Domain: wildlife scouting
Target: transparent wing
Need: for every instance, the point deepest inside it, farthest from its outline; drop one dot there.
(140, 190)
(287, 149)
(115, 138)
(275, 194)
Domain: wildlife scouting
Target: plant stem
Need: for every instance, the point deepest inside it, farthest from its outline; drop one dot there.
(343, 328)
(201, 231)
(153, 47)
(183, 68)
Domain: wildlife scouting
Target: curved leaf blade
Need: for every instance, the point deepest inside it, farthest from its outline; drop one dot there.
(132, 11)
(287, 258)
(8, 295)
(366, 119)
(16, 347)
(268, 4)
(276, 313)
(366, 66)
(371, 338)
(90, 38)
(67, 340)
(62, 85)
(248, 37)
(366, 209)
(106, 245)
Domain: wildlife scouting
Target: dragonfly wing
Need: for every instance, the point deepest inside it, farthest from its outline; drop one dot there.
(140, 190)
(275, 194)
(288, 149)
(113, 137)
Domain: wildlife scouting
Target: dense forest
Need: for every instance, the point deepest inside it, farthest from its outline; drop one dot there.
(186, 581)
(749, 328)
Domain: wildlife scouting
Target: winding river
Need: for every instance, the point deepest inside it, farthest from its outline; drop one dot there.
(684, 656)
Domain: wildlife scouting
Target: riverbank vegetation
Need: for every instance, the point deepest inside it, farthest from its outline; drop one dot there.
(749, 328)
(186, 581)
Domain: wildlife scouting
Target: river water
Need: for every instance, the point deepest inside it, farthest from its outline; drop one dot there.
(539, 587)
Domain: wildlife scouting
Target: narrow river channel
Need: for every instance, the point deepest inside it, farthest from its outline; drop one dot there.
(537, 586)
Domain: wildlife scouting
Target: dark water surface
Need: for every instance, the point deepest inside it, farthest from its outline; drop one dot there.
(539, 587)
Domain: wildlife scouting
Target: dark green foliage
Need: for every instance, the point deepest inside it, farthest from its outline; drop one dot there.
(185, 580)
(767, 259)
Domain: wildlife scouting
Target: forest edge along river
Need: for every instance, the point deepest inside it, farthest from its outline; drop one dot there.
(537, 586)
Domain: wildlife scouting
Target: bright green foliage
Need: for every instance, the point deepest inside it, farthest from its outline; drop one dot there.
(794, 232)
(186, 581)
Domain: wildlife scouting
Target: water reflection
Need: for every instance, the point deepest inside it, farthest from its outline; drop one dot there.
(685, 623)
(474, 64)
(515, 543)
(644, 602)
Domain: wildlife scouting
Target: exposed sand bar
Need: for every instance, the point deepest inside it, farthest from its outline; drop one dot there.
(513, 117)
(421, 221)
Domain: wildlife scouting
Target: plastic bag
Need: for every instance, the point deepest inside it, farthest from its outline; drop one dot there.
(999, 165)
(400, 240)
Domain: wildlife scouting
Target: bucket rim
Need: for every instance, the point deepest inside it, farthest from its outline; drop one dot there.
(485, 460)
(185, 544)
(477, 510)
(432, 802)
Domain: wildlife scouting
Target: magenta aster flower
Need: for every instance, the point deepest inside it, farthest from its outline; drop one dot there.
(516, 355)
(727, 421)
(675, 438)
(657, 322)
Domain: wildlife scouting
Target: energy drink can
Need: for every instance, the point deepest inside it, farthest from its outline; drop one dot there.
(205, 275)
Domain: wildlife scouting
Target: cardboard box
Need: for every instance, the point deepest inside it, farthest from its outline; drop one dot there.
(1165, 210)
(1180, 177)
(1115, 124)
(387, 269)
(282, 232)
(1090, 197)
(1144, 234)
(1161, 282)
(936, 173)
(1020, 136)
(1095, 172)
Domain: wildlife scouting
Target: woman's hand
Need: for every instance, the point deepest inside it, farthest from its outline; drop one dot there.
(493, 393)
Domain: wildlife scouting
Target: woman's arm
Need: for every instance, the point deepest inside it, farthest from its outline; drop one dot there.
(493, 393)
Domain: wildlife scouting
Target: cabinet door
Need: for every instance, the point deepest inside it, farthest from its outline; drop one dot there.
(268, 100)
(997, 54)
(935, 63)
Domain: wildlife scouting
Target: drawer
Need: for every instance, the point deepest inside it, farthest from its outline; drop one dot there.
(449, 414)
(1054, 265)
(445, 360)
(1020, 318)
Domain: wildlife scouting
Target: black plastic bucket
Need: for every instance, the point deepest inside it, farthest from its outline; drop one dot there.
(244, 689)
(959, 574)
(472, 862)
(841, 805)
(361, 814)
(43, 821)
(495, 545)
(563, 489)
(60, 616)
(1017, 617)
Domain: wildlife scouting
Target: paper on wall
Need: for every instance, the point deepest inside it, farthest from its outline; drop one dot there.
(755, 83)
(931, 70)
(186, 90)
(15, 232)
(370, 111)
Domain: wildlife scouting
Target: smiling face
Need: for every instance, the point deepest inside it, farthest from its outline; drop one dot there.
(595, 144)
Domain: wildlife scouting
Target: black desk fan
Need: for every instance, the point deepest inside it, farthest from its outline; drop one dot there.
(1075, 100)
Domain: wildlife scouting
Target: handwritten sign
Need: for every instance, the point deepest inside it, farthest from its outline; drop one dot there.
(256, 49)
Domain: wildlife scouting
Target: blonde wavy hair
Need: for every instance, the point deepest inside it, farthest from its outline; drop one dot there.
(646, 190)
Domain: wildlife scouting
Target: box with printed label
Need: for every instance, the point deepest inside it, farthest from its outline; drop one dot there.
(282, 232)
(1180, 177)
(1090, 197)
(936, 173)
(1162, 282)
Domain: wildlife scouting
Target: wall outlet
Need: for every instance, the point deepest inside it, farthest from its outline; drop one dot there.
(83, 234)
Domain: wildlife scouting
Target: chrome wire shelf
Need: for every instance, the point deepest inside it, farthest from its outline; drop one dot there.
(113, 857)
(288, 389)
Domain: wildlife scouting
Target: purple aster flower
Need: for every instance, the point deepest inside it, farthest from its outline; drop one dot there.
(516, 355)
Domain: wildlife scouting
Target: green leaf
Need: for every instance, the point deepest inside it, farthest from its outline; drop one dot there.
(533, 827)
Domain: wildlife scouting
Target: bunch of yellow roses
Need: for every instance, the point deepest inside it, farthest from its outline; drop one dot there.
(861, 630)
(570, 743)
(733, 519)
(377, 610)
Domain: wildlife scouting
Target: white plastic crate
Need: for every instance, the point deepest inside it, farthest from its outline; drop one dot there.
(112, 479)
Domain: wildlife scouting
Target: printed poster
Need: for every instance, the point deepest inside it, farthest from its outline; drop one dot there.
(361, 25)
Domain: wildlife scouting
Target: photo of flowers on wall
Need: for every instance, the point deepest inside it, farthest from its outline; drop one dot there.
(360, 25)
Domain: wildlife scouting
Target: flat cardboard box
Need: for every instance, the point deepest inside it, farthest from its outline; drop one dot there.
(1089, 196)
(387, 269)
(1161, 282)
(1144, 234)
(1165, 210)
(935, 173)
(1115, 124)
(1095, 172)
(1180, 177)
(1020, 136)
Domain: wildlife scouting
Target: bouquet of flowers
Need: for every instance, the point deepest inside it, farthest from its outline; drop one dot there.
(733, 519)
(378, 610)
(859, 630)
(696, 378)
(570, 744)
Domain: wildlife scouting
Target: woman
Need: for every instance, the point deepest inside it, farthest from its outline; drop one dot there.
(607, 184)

============

→ **Your assignment**
After reading the entries above, report the number of lines that include the string "wing". Give no other text.

→ **Exercise answer**
2